↓↓↓
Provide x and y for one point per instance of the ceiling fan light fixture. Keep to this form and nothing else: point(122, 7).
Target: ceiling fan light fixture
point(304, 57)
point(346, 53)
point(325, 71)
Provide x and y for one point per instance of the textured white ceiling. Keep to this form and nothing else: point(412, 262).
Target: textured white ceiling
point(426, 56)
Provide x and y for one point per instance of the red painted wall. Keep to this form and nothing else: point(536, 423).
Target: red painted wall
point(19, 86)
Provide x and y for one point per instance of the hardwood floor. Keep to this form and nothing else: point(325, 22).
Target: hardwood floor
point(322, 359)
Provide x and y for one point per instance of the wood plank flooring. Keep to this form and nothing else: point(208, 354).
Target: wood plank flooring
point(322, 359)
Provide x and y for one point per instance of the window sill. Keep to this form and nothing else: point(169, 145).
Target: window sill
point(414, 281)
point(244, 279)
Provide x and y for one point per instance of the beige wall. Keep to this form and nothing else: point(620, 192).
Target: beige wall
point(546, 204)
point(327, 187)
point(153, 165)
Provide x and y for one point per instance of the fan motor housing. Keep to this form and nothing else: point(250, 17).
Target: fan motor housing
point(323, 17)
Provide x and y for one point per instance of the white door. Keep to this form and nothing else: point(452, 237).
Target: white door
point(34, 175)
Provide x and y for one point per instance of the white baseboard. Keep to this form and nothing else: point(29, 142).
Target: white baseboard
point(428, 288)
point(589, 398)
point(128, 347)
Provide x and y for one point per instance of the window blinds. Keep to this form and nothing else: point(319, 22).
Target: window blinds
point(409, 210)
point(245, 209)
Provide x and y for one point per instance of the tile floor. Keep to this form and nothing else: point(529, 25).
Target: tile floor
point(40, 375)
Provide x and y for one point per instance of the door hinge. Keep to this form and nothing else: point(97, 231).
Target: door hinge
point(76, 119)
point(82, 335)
↑↑↑
↓↓↓
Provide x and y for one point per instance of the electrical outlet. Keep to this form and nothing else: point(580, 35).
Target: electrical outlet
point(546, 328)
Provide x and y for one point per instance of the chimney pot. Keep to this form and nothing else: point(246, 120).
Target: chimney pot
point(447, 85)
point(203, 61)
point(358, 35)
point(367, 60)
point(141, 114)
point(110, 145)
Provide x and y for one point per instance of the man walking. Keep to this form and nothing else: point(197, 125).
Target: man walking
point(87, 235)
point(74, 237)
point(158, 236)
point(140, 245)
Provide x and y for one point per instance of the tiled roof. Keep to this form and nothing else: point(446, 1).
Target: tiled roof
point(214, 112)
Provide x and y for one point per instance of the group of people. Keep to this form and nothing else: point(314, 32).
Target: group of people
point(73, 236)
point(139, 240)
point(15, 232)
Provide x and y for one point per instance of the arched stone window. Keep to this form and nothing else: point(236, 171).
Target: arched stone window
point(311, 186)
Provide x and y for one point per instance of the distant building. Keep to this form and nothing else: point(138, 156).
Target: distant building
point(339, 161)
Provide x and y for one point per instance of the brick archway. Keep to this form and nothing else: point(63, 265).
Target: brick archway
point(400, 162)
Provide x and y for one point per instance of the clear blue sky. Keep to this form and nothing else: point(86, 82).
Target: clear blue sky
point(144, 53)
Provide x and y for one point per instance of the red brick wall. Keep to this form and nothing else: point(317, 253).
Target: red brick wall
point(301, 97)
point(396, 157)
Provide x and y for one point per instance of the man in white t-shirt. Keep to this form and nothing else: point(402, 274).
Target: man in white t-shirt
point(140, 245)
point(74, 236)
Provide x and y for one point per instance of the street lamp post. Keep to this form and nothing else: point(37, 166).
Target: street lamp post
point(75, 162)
↑↑↑
▶ [EXERCISE OBJECTIVE]: Could you give again every line of the rows that opens with the line containing "else: point(319, 22)." and closes with the line containing "point(82, 335)", offsetting each x and y coordinate in the answer points by -66 and leaving all other text as it is?

▶ [RESULT OF THIS TASK]:
Provide x and y for one point per instance of the window blinds. Keep to this form and nothing else: point(319, 22).
Target: window blinds
point(343, 144)
point(179, 143)
Provide x and y for one point per instance of the tile floor. Keep to this form and nothing else: point(529, 25).
Target: tile floor
point(-26, 309)
Provide x and y for one point per instance of the door hinge. Keep to this form and nothing else: point(97, 231).
Target: door hinge
point(10, 53)
point(16, 269)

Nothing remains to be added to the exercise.